Point placement records:

────────

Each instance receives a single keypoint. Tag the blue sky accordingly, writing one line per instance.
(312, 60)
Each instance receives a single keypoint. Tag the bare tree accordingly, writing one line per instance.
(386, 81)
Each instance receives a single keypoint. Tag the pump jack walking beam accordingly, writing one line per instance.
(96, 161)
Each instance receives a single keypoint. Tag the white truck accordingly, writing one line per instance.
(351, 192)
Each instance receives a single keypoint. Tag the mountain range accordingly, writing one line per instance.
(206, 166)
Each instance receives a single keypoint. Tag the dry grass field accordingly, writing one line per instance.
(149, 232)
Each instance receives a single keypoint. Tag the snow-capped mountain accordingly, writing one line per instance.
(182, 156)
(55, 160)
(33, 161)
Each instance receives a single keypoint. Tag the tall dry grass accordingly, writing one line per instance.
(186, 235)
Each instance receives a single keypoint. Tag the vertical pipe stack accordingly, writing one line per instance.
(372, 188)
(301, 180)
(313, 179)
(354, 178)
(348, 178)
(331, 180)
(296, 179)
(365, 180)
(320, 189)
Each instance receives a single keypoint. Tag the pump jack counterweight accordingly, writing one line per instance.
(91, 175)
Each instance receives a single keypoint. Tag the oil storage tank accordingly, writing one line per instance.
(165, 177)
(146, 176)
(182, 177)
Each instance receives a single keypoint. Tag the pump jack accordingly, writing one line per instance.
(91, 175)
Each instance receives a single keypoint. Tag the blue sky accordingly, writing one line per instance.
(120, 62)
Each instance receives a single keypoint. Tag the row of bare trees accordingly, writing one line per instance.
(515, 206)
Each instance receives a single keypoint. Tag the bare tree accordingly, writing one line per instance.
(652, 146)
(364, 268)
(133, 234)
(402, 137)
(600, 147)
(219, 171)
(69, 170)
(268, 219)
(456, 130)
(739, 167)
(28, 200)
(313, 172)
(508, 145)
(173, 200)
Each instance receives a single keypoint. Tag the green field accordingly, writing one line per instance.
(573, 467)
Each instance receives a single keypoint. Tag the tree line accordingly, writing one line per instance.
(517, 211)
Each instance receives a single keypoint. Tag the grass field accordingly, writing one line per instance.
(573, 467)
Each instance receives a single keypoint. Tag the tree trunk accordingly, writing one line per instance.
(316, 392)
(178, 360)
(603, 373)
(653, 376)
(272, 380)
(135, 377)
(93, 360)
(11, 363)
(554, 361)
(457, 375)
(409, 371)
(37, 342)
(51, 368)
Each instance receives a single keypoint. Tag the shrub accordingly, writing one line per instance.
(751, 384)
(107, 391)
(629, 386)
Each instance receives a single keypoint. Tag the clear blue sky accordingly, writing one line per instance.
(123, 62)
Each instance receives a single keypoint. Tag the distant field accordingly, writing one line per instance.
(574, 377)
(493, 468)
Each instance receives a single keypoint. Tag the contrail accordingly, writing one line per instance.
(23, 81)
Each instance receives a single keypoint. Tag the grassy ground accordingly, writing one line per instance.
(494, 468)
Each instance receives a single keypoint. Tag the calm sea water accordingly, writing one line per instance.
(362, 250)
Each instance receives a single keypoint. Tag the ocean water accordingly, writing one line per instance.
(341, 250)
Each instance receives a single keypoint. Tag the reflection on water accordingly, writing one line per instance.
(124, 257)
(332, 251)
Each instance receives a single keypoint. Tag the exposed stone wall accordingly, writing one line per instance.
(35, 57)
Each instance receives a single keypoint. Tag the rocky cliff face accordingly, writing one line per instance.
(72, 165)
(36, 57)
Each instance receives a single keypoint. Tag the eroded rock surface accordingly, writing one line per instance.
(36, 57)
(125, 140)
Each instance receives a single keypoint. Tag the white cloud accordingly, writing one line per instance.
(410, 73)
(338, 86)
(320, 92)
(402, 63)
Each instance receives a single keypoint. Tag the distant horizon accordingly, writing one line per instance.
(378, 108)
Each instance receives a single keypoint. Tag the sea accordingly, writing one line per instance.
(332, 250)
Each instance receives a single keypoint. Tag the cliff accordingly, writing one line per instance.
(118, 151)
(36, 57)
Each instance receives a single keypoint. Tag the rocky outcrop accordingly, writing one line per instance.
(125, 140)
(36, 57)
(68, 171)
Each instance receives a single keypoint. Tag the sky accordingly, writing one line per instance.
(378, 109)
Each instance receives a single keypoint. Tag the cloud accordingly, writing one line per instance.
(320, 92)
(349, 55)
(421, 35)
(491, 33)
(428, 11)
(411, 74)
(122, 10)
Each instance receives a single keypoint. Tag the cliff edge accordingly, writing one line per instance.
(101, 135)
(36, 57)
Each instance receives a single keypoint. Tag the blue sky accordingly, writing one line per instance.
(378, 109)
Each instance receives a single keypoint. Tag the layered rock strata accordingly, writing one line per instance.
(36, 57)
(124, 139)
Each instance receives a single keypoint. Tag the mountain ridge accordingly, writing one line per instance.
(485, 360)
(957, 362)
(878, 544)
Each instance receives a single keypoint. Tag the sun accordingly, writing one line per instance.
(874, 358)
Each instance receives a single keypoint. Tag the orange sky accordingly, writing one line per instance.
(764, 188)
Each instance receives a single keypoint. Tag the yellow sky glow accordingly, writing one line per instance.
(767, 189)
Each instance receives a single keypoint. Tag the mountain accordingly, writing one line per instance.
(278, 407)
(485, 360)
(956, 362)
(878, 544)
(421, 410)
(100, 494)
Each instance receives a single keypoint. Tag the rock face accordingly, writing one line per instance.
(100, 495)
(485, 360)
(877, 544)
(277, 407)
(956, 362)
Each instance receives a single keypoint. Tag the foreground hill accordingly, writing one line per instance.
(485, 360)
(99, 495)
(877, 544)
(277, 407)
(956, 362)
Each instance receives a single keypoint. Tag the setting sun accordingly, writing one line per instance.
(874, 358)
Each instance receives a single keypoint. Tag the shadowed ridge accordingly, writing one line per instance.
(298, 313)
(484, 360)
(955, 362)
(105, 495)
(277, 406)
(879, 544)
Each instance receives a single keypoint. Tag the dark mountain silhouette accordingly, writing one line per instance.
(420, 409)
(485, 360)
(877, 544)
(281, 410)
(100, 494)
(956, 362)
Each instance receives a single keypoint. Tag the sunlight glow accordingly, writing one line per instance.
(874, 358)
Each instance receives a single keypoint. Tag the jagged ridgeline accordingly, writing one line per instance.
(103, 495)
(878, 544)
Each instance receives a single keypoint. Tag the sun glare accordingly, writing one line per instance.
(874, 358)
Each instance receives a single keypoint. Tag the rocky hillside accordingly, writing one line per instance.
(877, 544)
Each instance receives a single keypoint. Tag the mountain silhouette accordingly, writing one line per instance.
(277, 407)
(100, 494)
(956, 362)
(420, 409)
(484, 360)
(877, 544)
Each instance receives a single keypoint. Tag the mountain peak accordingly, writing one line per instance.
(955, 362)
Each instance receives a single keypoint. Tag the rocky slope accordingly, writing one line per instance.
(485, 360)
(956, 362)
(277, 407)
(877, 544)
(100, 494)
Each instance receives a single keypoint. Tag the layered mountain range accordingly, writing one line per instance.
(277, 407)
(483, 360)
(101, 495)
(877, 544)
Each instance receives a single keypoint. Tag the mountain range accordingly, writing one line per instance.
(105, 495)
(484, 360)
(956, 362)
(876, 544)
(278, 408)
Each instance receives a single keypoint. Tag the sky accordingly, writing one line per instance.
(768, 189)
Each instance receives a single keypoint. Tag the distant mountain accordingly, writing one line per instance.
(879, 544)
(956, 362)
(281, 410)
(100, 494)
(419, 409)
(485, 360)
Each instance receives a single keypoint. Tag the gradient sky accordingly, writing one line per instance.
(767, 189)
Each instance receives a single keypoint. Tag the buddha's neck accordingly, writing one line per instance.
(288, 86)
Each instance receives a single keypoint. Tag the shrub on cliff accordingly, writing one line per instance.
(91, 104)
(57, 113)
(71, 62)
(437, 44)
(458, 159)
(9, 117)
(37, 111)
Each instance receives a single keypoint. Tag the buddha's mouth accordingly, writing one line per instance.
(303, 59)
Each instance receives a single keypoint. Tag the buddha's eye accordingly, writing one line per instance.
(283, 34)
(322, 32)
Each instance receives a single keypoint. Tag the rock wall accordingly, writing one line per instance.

────────

__Required work__
Look above for the line that holds "distant mountain accordingly, writing one line per instance.", then copy it and each line after it exactly, through the last line of the data.

__Complete output__
Each instance receives a single keypoint. Tag the distant mountain accordingly, writing one line per instance.
(879, 544)
(956, 362)
(281, 410)
(100, 494)
(419, 409)
(485, 360)
Each instance receives a single keypoint. Tag the gradient sky accordingly, writing one line per instance.
(767, 189)
Each instance receives a single keypoint. Tag the buddha's neck accordingly, writing one line per instance.
(288, 86)
Each instance receives a single keypoint. Tag the shrub on cliff accordingly, writing one line per instance.
(91, 104)
(57, 113)
(71, 62)
(437, 44)
(458, 159)
(9, 117)
(37, 111)
Each instance receives a single keypoint. Tag the buddha's mouth accordingly, writing one line per instance.
(303, 59)
Each instance receives a single keypoint. Tag the buddha's eye accordingly, writing one line per instance.
(283, 34)
(322, 32)
Each instance receives a single keypoint. Tag the rock wall accordingly, writing one line per instance.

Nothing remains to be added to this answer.